-- TEXT SHOWN --
◆ ◆ ◆ ◆ ◆ ◆ ◆
Photovoice entry by Hsu Meilang, 2021
The work went on to be published in a photobook titled “Our Home, Our Food, Our Resilience”, and a subsequent paper discussing the process and the findings was published by Soma, Li, and Shulman in 2024 titled “A Citizen Science and Photovoice Approach to Food Asset Mapping and Food Systems Planning.” The lab continued to publish subsequent Photovoice books and papers, such as the Alberni-Clayquot Photobook and the Kitselas Photobook. The learnings from these select Photovoice photobook projects went on to inform a review of food asset
Analysis and Lessons Learned
Research 101: A manifesto for Ethical Research in the DTES
Several of the citizen scientists who participated in “Our Home, Our Food, Our Resilience” live in Vancouver’s Downtown Eastside (DTES), a neighbourhood that the 2024 paper acknowledges has been subject to a disproportionate amount of academic research. The paper situates the study in response to a gap in research about determinants of long-term health in the DTES. Given that this gap is being explored within the context of a community that has been exposed to the harmful effects of over-research, we are comparing the project against a framework designed by DTES community members for researchers to follow. Research 101: A manifesto for Ethical Research in the DTES was created through a series of workshops co-facilitated by the Sustainability, Identity and Social Change Lab at Simon Fraser University and 6 to 13 peer leaders from DTES organizations.
◆ ◆ ◆ ◆ ◆ ◆ ◆
Please answer these questions about the Photovoice text.
1. What title was given to the photobook?
2. In what year did Soma, Li, and Shulman publish their paper?
3. Which lab co-facilitated the workshops that created Research 101?
The lines after this point come from a separate source.

-- SOURCE EXCERPT --
◆ ◆ ◆ ◆ ◆ ◆ ◆
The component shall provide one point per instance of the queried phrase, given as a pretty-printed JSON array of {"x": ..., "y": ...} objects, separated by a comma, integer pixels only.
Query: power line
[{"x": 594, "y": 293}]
◆ ◆ ◆ ◆ ◆ ◆ ◆
-- TASK SOLUTION --
1. "Our Home, Our Food, Our Resilience"
2. 2024
3. The Sustainability, Identity and Social Change Lab at Simon Fraser University